→ Text excerpt
Does Stephen Colbert's progressive Catholicism still make some journalists nervous?

Forget, for a moment, whatever you are thinking right now about American politics.

Just think about journalism, for a moment.

Forget what you think about Vice President Joe Biden. If you are, like me, one of America's surviving pro-life Democrats, or you are a traditional Catholic, try to forget what you know about Biden's political career on legislation linked to abortion and how he has tried to mesh his actions with his acceptance of core doctrines in his Catholic faith. For a moment, forget his loyal-soldier work in the current administration.

Now, also try to forget for a moment what you think of the laugh-to-keep-from crying humor of funny man Stephen Colbert.


Lay aside, if you can, whatever you think he does or does not believe when it comes to the fine details, especially on moral theology, of the Catholic Catechism he taught as a leader in his New York-suburb parish during his Comedy Central years. If you are a traditionalist, when it comes to Catholic doctrine, go ahead and assume that Colbert is a "progressive," whatever that term means these days.

Then again, be honest and wrestle with the content of the nights when Colbert embraced and riffed with Catholic conservatives or shredded some liberals, on his old talk show.

Now, after saying all of that, watch the Late Night interview between Biden and Colbert and ask yourself a question about journalism: How would you deal with the content of this chat without facing the fact that its intimacy and depth (unless they are both really good fakers and I've seen people on CNN suggest that) is rooted in the fact that this is a pair of Catholic guys talking about faith and family?

→ Source excerpt
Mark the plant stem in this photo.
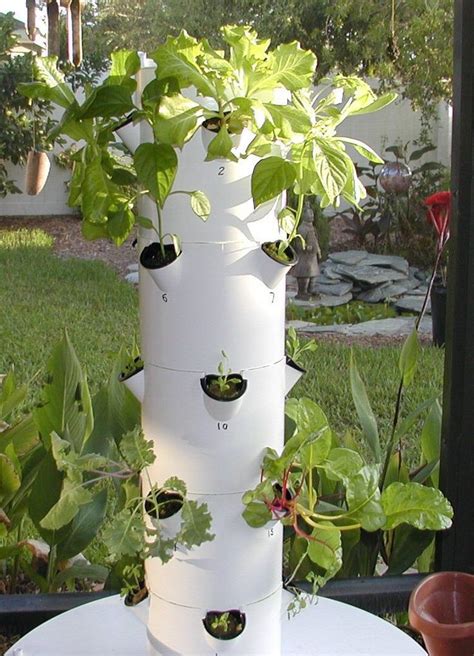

→ Objective
Extend the piece about Stephen Colbert's Catholicism and journalists, beginning right after its final question about the Biden interview.

→ Task answer
Looking at Colbert, is it possible -- whether his work inspires you or troubles you -- to deal with his talent, his brain and his heart without taking into account the content of his Catholic faith and its role in his grief-haunted life? This was the subject of one of my recent On Religion columns ("From John Henry Newman to Stephen Colbert: Ancient truths on suffering and death") and the topic surfaced again in a follow-up post here at GetReligion.

Well, this past week kept adding layers of news content on top of this topic -- leading up to the Biden interview -- and provided the hook for this week's "Crossroads" podcast, with host Todd Wilken. Click here to tune that in.

Because of the political content, the Biden interview received lots of news coverage. In most cases, journalists struggled to describe why the encounter was so intense. Here is a key passage from The Daily Beast, which wrestled with some of the religion content:

Albeit a television performance by two very experienced performers, the 20-minute session was also just two Irish Catholic guys with a great deal in common, chatting cozily as though they were sitting together in a neighborhood bar, and not under TV lights at the Ed Sullivan Theater.
Their conversation was not especially journalistic, however, and would never be confused with the crisp interrogations of a typical Washington Sunday show.
It was less a news-making interview with a prominent public official than a display of the sort of easy authenticity that at least one of Biden’s potential rivals -- indeed the putative frontrunner in the Democratic race -- finds it exceedingly difficult to master.

In other words, this event was news because it wasn't really news? It was news because it centered on non-political topics that, on multiple levels, are more likely to connect with ordinary Americans? Is that the point?

Well, what reality is at the heart of those statements?

As the interview with Biden got rolling, Colbert, a devout Roman Catholic who has taught Sunday school, prompted the vice president to discuss the role of faith in his life.
Biden said he gets an “enormous sense of solace” from the rituals and beliefs of his religion, although sometimes keeping his faith is a challenge in the face of adversity.     
“I go to mass and I’m able to be just alone, even in a crowd,” Biden told Colbert. “It’s just a place you can go.”

Actually, according to the Associated Press Stylebook, that would be "Mass," with a large "M." As our own Bobby Ross Jr., has been suggesting lately, I think it's fair to ask if all of these AP style errors linked to religion are mere typos.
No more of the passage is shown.